Stored data entries
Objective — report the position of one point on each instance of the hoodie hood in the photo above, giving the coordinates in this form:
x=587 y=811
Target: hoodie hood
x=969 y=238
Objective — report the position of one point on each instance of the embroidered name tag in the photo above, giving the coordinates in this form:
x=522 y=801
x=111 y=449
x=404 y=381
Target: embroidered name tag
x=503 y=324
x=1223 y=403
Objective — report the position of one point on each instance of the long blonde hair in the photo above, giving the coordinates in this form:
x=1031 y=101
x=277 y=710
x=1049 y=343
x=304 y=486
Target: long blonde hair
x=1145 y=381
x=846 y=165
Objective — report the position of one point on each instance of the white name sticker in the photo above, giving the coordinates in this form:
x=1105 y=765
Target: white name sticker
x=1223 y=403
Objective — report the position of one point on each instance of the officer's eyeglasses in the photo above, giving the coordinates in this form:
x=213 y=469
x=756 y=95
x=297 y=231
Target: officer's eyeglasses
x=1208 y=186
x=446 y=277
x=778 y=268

**What the task requires**. Every entry should be reproduced exactly, with no part omitted.

**Answer box**.
Objective — report the position of one point on each instance of the hoodie hood in the photo above, giving the coordinates in this form:
x=587 y=811
Target: hoodie hood
x=969 y=238
Objective — report the position of one point on each instance of the embroidered name tag in the photo above, giving the coordinates in this form:
x=522 y=801
x=111 y=449
x=404 y=381
Target: embroidered name tag
x=503 y=324
x=1223 y=403
Objective — report the position of one point on each instance of the long blonde hair in the photo above, giving the coordinates in this form:
x=1031 y=101
x=277 y=710
x=1049 y=343
x=304 y=486
Target: long blonde hair
x=1145 y=381
x=846 y=165
Objective — report the position of one point on each instance of the white name sticker in the photo above, giving the coordinates in this form:
x=1105 y=765
Target: white name sticker
x=1223 y=403
Objective — report the position of one point on each instance of the officer's eyeglasses in the photo above, giving the coordinates in this form:
x=213 y=469
x=756 y=95
x=297 y=231
Target: officer's eyeglasses
x=1208 y=186
x=446 y=277
x=778 y=268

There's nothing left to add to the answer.